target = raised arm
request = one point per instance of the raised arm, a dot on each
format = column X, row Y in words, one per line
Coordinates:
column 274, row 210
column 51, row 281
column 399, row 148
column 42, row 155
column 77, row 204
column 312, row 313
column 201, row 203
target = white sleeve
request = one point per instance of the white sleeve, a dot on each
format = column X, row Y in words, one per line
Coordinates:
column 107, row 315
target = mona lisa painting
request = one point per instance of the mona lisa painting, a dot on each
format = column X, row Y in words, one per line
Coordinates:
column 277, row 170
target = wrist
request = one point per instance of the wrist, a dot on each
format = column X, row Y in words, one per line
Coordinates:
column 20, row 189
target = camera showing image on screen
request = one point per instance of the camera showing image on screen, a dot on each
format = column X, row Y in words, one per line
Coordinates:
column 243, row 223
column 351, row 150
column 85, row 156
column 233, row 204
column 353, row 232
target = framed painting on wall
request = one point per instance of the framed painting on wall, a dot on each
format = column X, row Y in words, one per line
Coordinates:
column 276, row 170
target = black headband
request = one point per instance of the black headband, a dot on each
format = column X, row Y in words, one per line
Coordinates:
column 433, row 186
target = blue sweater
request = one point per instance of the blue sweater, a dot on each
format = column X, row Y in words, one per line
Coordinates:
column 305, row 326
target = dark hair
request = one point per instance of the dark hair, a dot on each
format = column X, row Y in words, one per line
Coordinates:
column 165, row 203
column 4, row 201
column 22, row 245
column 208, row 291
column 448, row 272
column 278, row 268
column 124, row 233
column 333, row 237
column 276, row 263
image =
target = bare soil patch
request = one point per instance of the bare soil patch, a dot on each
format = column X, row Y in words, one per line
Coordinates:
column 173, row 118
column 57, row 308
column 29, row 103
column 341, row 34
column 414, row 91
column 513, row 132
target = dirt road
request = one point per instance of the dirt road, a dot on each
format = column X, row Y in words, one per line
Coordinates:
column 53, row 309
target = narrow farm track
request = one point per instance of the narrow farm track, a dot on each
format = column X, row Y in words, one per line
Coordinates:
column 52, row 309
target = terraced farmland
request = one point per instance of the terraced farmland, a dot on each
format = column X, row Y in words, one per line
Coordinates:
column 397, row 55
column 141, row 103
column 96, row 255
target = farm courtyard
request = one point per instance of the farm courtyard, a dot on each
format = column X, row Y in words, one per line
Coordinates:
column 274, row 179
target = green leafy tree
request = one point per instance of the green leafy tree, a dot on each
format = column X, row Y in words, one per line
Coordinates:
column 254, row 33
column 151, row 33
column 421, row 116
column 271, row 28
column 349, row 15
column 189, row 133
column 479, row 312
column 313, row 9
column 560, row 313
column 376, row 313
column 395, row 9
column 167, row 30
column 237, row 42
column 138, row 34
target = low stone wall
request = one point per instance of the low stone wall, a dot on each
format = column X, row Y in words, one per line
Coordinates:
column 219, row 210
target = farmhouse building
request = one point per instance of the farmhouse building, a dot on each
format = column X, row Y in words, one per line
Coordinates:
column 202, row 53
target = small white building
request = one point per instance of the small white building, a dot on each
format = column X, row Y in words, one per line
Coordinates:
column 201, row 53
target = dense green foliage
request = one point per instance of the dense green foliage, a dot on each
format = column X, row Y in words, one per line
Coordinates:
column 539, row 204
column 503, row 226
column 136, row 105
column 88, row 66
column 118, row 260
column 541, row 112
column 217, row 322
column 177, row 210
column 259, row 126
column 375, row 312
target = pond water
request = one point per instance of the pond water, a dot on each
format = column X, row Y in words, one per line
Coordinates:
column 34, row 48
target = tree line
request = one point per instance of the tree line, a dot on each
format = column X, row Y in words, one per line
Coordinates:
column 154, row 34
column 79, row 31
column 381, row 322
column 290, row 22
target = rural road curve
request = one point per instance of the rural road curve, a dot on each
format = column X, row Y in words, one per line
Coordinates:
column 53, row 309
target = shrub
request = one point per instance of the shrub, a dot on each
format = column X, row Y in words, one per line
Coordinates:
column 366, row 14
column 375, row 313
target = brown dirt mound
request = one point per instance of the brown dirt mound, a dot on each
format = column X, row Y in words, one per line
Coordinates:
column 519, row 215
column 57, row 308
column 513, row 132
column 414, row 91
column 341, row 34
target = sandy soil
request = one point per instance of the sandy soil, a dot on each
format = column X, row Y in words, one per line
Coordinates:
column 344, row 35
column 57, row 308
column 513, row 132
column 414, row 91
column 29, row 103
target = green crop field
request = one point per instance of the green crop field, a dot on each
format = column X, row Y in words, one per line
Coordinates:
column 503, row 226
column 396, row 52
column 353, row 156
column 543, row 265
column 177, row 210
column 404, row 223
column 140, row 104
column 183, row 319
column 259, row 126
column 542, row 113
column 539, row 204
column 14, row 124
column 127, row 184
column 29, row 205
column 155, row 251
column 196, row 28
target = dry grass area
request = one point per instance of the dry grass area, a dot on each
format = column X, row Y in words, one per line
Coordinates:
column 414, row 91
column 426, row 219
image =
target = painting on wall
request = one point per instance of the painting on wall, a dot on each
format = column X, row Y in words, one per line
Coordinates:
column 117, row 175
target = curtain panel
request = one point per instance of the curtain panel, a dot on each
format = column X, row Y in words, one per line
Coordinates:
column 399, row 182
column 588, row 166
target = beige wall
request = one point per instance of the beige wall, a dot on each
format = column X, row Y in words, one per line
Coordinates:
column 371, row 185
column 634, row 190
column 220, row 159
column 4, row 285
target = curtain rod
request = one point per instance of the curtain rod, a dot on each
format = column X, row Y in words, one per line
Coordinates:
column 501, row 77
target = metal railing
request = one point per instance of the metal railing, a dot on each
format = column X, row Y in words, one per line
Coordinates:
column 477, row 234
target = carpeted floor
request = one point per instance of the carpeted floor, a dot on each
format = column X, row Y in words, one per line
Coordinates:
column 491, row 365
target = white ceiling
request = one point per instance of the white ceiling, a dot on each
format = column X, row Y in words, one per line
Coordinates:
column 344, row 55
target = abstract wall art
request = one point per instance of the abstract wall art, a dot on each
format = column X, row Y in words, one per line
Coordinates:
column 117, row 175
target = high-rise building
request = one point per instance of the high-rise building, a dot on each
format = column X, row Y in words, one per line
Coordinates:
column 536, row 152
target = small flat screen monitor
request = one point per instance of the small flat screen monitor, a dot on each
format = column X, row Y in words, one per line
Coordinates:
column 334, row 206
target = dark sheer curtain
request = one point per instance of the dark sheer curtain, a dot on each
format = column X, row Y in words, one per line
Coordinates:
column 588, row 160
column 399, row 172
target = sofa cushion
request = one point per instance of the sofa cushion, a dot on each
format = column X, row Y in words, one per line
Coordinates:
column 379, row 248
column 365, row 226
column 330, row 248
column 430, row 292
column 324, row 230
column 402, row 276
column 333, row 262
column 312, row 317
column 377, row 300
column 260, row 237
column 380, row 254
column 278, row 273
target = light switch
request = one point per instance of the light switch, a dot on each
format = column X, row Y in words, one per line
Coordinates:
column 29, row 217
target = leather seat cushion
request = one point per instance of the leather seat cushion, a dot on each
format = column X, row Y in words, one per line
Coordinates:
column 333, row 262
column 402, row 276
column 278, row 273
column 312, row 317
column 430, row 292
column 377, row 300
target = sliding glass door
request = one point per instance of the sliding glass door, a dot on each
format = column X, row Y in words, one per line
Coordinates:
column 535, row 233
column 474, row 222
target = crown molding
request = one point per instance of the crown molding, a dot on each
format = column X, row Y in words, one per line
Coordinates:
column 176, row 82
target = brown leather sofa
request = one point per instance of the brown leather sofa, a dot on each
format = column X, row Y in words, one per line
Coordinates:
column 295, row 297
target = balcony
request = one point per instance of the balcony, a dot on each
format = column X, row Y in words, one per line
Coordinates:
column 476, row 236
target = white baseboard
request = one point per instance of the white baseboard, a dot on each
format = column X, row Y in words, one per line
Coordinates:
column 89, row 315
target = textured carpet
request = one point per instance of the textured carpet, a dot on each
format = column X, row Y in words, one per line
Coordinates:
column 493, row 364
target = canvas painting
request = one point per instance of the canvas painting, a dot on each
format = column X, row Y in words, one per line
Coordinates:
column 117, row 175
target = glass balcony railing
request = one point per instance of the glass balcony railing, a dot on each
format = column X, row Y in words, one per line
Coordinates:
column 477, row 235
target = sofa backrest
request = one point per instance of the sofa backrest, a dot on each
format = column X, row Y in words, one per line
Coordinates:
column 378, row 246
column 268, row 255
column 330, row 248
════
Exercise goal:
Copy out exactly the lines from the line with "target = balcony" to the end of the listing, including both of those lines, and give nothing else.

Solution to this task:
target = balcony
request = one point per instance of the balcony, a dot on each
format = column X, row Y in words, one per line
Coordinates:
column 476, row 236
target = white baseboard
request = one point per instance of the white baseboard, a dot on each
format = column X, row Y in words, one per line
Coordinates:
column 89, row 315
target = textured carpet
request = one point per instance of the textured carpet, a dot on each
format = column X, row Y in words, one per line
Coordinates:
column 493, row 364
target = canvas painting
request = one point per instance of the canvas painting, a dot on each
format = column X, row Y in words, one per line
Coordinates:
column 117, row 175
target = glass balcony railing
request = one point per instance of the glass balcony railing, a dot on each
format = column X, row Y in words, one per line
Coordinates:
column 477, row 235
target = sofa backrest
request = one point per instance of the sofa backrest, a dot on each
format = column X, row Y in words, one per line
Coordinates:
column 378, row 246
column 268, row 255
column 330, row 248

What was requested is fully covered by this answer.